[Datos de detección de objetos]

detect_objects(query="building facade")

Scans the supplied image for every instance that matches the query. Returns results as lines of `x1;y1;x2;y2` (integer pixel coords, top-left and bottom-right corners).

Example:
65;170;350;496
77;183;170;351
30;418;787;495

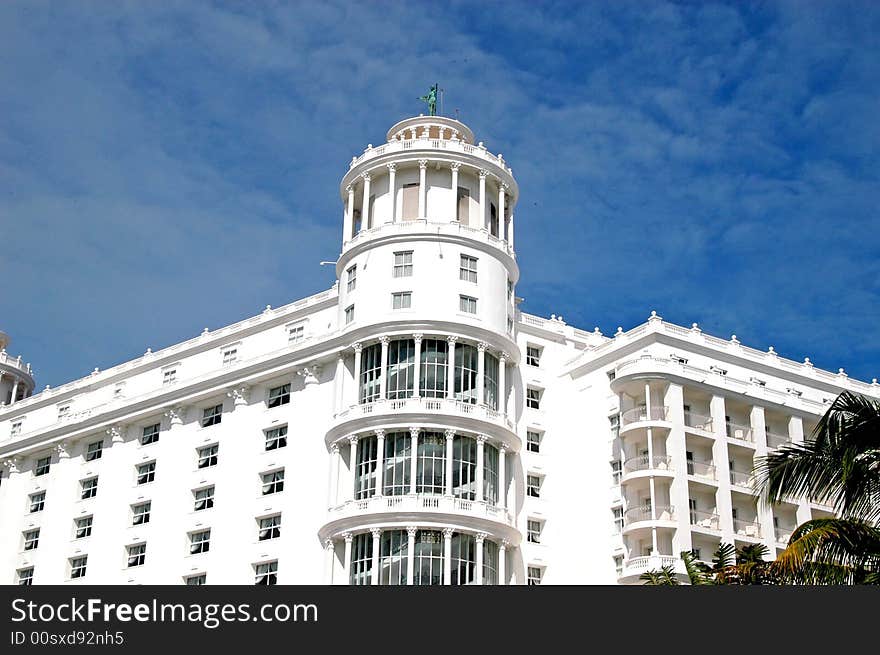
0;116;878;585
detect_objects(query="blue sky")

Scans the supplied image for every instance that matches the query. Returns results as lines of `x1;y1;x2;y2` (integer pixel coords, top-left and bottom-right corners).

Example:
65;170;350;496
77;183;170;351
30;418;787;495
0;0;880;388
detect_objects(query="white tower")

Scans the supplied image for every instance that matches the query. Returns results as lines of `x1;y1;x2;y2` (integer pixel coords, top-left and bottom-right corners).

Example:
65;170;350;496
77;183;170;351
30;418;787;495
320;116;523;584
0;332;34;405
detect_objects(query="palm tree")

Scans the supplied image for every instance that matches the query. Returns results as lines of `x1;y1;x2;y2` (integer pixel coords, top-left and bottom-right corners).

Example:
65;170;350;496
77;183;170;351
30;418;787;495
755;391;880;584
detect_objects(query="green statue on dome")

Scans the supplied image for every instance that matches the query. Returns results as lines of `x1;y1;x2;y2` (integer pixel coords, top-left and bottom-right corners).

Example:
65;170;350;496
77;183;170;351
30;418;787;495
419;83;439;116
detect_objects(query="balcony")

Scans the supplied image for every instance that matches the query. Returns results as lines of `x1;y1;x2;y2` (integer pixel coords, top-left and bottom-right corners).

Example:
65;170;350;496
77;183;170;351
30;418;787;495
690;509;721;531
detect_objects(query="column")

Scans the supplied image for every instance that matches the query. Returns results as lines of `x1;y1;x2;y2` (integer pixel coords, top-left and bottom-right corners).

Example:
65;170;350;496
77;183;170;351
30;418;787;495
333;352;345;414
350;343;364;405
446;337;458;399
498;444;507;509
406;525;418;585
419;159;428;220
327;443;339;507
370;528;382;585
361;173;373;230
375;429;385;496
342;184;354;243
409;428;419;494
475;434;488;502
450;161;461;221
340;532;354;584
385;164;397;223
348;434;358;500
379;335;391;400
474;532;488;584
498;353;507;416
324;539;335;584
413;333;423;398
477;341;488;407
480;171;489;230
444;430;455;496
443;528;452;585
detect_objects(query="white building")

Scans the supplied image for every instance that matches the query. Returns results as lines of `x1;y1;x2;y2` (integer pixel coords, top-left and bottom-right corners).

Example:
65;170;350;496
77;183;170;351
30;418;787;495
0;116;878;584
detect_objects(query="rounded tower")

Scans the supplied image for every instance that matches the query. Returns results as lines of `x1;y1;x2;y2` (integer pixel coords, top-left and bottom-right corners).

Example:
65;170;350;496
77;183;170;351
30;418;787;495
319;116;521;584
0;332;35;405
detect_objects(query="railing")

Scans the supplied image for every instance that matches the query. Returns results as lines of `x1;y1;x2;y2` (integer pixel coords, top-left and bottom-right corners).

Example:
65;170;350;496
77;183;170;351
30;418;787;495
733;519;761;539
687;459;717;480
623;505;675;525
620;407;669;426
725;421;755;443
690;509;721;530
623;455;672;473
335;398;513;430
330;494;514;525
684;412;712;432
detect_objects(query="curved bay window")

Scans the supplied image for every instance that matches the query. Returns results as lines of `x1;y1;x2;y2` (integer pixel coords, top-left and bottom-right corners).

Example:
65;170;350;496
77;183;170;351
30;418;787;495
452;436;477;500
455;344;478;404
349;532;373;585
419;339;448;398
450;532;477;585
483;444;498;505
354;437;379;500
379;530;409;585
416;432;446;494
382;432;412;496
360;344;382;403
483;539;498;584
483;353;498;409
387;339;416;400
413;530;443;585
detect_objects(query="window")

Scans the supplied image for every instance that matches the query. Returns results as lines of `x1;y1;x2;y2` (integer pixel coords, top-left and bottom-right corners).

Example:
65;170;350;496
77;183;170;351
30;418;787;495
73;516;92;539
287;323;306;345
391;291;412;309
197;444;220;469
193;485;214;512
30;491;46;514
526;475;541;498
458;255;477;283
260;469;284;496
526;388;541;409
458;296;477;314
79;477;98;500
18;566;34;587
254;560;278;585
526;430;541;453
137;461;156;484
189;528;211;555
70;555;89;579
86;439;104;462
264;425;287;450
391;250;413;277
527;519;544;544
34;457;52;475
24;528;40;550
202;405;223;428
529;566;544;585
526;346;541;366
223;346;238;366
267;384;290;407
131;501;152;525
127;544;147;567
259;514;281;541
141;423;159;446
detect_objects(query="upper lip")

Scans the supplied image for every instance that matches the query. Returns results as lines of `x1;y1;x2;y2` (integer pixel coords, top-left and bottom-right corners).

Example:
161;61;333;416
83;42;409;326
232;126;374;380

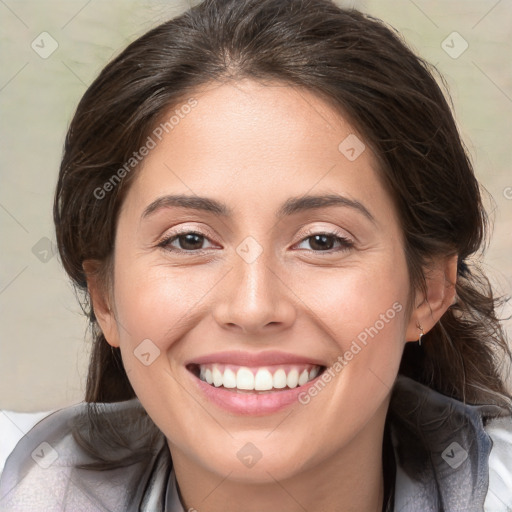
185;350;324;366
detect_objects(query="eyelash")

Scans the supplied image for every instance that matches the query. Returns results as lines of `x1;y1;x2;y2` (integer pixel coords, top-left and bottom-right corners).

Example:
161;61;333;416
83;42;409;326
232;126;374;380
158;231;354;254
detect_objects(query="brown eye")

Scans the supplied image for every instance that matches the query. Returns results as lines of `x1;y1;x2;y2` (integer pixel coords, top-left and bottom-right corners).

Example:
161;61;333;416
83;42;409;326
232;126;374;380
294;233;354;252
158;231;212;252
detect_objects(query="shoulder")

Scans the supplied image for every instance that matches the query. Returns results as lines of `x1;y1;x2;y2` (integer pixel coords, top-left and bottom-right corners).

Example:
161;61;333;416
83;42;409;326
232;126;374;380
484;416;512;512
0;399;169;512
390;376;512;512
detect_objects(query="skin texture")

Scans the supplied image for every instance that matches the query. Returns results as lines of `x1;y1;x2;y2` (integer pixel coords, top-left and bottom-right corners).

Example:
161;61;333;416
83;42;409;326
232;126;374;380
84;80;456;512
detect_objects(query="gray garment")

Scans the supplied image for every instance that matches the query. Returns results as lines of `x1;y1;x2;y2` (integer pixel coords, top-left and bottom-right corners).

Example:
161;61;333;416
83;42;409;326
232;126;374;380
0;376;512;512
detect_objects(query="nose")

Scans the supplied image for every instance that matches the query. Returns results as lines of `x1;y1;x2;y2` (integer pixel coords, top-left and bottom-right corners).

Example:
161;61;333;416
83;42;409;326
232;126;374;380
213;244;297;335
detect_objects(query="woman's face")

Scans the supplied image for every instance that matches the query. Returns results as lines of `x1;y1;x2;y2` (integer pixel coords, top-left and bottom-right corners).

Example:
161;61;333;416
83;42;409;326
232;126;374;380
95;80;419;482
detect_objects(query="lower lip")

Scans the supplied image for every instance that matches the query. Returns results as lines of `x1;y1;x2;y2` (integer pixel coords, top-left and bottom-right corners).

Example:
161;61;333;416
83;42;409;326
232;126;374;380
186;370;323;416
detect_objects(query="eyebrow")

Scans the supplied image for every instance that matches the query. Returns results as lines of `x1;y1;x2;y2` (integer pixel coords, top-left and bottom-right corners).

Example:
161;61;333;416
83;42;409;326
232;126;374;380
142;194;375;222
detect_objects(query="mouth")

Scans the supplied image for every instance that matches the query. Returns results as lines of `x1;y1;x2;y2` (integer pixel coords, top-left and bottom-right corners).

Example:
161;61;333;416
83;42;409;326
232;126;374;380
186;363;327;395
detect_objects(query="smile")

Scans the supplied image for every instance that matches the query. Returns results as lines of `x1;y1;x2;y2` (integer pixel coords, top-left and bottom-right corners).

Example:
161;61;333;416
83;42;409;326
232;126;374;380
188;363;325;394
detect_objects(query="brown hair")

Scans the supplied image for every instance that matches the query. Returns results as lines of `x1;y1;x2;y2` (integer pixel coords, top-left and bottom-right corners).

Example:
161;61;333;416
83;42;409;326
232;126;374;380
54;0;512;406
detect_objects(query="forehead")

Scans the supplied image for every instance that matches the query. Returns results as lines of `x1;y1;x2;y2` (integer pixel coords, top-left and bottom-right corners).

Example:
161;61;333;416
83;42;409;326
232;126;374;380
120;80;389;220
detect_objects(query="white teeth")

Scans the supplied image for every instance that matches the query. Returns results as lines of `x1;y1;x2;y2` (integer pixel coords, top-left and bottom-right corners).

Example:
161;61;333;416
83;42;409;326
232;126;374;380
254;368;273;391
212;366;222;388
274;368;286;389
199;364;321;392
236;366;254;390
223;368;236;388
286;368;299;388
299;370;309;386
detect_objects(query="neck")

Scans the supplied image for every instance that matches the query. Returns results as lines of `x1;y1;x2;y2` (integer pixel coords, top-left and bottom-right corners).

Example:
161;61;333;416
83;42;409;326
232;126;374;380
170;404;387;512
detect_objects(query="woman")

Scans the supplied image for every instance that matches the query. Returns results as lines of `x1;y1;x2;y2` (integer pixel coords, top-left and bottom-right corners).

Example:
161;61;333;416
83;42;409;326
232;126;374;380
0;0;512;512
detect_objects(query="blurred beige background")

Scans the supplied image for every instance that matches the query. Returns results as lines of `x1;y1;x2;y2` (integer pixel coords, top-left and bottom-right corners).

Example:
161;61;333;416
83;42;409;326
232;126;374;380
0;0;512;411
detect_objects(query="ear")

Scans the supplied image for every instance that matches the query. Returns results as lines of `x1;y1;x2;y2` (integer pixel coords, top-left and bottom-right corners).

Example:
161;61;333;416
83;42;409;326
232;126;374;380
405;254;458;341
82;260;119;347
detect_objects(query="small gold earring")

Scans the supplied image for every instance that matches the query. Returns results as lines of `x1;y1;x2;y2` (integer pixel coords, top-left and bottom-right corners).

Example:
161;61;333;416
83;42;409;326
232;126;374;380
418;325;423;347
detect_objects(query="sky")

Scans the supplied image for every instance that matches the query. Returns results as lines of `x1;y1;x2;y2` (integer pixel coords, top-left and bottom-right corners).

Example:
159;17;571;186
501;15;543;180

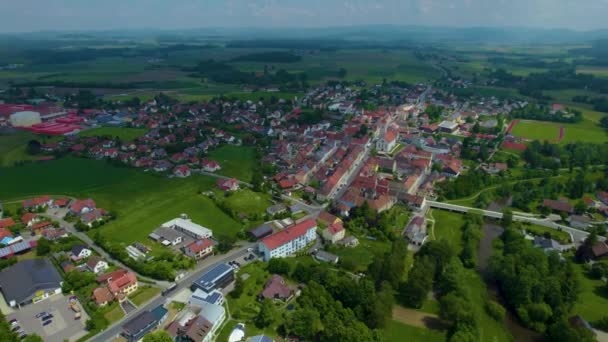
0;0;608;33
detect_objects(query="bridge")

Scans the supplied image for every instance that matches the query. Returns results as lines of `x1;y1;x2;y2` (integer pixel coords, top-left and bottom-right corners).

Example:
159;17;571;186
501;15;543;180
426;201;605;245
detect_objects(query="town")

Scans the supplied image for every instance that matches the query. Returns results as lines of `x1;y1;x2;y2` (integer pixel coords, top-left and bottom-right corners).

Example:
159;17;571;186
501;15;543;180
0;13;608;342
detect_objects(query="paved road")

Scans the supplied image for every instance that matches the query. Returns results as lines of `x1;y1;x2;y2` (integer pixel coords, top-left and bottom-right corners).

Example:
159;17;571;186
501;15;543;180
427;201;605;245
42;209;170;287
89;243;255;342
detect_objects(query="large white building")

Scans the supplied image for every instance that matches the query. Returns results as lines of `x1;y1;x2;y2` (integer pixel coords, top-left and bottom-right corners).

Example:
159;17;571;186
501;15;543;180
258;219;317;261
161;218;213;239
9;111;42;127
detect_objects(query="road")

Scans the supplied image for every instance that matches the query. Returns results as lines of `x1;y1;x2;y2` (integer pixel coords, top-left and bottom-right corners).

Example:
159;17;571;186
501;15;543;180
89;243;255;342
42;209;170;287
427;201;605;245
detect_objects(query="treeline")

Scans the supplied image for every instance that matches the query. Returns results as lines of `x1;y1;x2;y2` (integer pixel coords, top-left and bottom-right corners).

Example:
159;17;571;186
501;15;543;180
232;51;302;63
268;251;407;341
511;105;583;123
490;228;595;341
183;59;308;89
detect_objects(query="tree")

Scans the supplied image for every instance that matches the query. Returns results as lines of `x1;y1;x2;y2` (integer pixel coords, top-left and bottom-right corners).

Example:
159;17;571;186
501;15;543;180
144;330;173;342
36;238;51;256
268;258;291;275
254;298;277;329
26;140;42;155
500;208;513;228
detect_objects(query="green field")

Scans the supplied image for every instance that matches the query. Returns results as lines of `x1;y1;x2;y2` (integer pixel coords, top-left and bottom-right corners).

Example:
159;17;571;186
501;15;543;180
0;158;247;243
383;321;447;342
511;120;564;142
79;127;148;141
207;145;256;182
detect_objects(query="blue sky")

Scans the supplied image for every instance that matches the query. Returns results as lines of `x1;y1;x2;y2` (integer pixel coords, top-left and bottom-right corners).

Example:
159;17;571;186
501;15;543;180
0;0;608;32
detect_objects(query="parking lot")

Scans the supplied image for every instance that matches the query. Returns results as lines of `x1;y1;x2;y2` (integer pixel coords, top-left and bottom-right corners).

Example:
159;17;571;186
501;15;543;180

● **Tarea**: ¿Cuántas líneas del listado anterior contienen la palabra "building"? Indica solo el número.

● **Resultado**: 3